** WRITTEN REQUEST **
Exactly as given, repeat all of the entries.

Labeled-object pointing entries:
#####

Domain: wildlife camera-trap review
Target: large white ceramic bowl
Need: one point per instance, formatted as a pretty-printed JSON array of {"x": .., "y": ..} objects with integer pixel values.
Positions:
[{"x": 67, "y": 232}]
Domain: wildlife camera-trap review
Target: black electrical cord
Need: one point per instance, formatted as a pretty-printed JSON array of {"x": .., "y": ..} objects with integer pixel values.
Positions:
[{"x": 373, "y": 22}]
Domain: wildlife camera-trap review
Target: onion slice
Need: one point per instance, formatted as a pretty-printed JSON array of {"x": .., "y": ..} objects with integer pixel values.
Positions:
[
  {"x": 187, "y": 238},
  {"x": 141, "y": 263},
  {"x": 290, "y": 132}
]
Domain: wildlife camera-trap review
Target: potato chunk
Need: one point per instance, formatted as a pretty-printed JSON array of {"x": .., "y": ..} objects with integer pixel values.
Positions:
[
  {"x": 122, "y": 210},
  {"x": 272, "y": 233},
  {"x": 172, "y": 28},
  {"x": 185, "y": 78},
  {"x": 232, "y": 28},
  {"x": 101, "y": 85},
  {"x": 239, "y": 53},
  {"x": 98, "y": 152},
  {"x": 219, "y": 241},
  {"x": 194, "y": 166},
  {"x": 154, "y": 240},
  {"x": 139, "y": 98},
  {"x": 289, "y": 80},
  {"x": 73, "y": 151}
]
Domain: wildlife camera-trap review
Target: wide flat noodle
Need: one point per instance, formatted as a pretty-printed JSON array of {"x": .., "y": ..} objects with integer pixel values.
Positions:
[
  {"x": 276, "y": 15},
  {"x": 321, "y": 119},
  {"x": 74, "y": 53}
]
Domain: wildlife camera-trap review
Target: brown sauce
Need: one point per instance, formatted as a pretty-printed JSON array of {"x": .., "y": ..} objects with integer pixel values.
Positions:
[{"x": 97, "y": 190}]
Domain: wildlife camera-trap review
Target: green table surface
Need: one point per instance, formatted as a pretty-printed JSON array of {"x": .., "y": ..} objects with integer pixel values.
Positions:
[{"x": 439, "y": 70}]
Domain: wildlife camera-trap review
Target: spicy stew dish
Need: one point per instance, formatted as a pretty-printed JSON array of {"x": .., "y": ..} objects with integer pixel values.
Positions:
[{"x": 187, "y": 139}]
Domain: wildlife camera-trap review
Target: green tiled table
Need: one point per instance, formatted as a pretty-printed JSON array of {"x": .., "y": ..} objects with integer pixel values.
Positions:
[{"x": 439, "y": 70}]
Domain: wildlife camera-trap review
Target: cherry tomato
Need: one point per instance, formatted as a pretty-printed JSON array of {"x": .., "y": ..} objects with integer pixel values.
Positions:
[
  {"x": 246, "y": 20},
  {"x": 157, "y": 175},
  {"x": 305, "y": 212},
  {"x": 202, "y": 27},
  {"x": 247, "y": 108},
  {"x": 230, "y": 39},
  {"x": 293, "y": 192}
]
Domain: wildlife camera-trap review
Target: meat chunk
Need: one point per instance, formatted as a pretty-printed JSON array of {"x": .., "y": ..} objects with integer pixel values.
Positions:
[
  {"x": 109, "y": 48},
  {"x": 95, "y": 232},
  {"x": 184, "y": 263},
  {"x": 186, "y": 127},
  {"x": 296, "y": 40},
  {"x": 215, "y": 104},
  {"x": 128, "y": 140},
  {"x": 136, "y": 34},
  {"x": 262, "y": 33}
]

#####

** SOLVED PROBLEM **
Domain: wildlife camera-trap review
Target: large white ceramic bowl
Need: one point per instance, formatted as a pretty-printed JSON array of {"x": .., "y": ..} objects with integer pixel values.
Positions:
[{"x": 67, "y": 232}]
Domain: wildlife camera-trap review
Target: black electrical cord
Need: one point per instance, formatted as a pretty-printed JSON array of {"x": .., "y": ..} objects with integer pixel values.
Positions:
[{"x": 373, "y": 22}]
Domain: wildlife camera-trap review
Target: onion slice
Need: one point per instance, formatted as a pretty-printed JSON array of {"x": .., "y": ..} objects with integer pixel values.
Positions:
[
  {"x": 187, "y": 238},
  {"x": 141, "y": 263},
  {"x": 290, "y": 132}
]
Domain: wildlife camera-trap review
Target: potato chunk
Need: one point per instance, formatted as a pretty-printed JSON array of {"x": .., "y": ..} objects with integer pixel values.
Positions:
[
  {"x": 122, "y": 210},
  {"x": 272, "y": 233},
  {"x": 172, "y": 28},
  {"x": 185, "y": 78},
  {"x": 232, "y": 28},
  {"x": 101, "y": 85},
  {"x": 239, "y": 53},
  {"x": 98, "y": 152},
  {"x": 219, "y": 241},
  {"x": 194, "y": 166},
  {"x": 154, "y": 240},
  {"x": 139, "y": 98},
  {"x": 289, "y": 80},
  {"x": 73, "y": 151}
]
Domain: wildlife camera-trap review
Target: wide flat noodle
Need: one point per instance, formatted as a pretty-printed JSON array of {"x": .., "y": ..} objects with integer pixel values.
Positions:
[
  {"x": 276, "y": 15},
  {"x": 321, "y": 119},
  {"x": 74, "y": 53}
]
Domain: wildlife camera-trap review
Target: brown sauce
Need: one point per instance, formatted as a pretty-printed JSON array of {"x": .., "y": ..} objects with integer pixel values.
Positions:
[{"x": 97, "y": 190}]
Domain: wildlife camera-trap review
Target: green table surface
Need: one point per instance, formatted as a pretty-printed JSON array of {"x": .., "y": ..} objects with integer pixel values.
Positions:
[{"x": 439, "y": 70}]
Domain: wildlife camera-trap review
Target: spicy stew dish
Need: one point per instance, formatted as a pretty-printed JSON array of {"x": .., "y": ..} objects with integer pixel values.
Positions:
[{"x": 187, "y": 139}]
Domain: wildlife camera-trap review
Target: green tiled table
Need: one point per instance, formatted as a pretty-printed JSON array of {"x": .., "y": ..} objects with integer pixel values.
Positions:
[{"x": 439, "y": 70}]
Domain: wildlife camera-trap review
Target: cherry tomato
Need: one point per instance, formatted as a pretty-printed JSON array of {"x": .., "y": ..} objects with integer pixel values.
Positions:
[
  {"x": 246, "y": 20},
  {"x": 157, "y": 175},
  {"x": 305, "y": 212},
  {"x": 202, "y": 27},
  {"x": 247, "y": 108},
  {"x": 230, "y": 39},
  {"x": 293, "y": 192}
]
Domain: wildlife camera-trap review
Target: meat chunk
Need: one point per instance, formatted as a pretty-printed JSON array of {"x": .., "y": ..} objects with integer pixel values.
Positions:
[
  {"x": 109, "y": 48},
  {"x": 95, "y": 232},
  {"x": 184, "y": 263},
  {"x": 186, "y": 127},
  {"x": 296, "y": 40},
  {"x": 215, "y": 104},
  {"x": 128, "y": 140},
  {"x": 136, "y": 34},
  {"x": 262, "y": 33}
]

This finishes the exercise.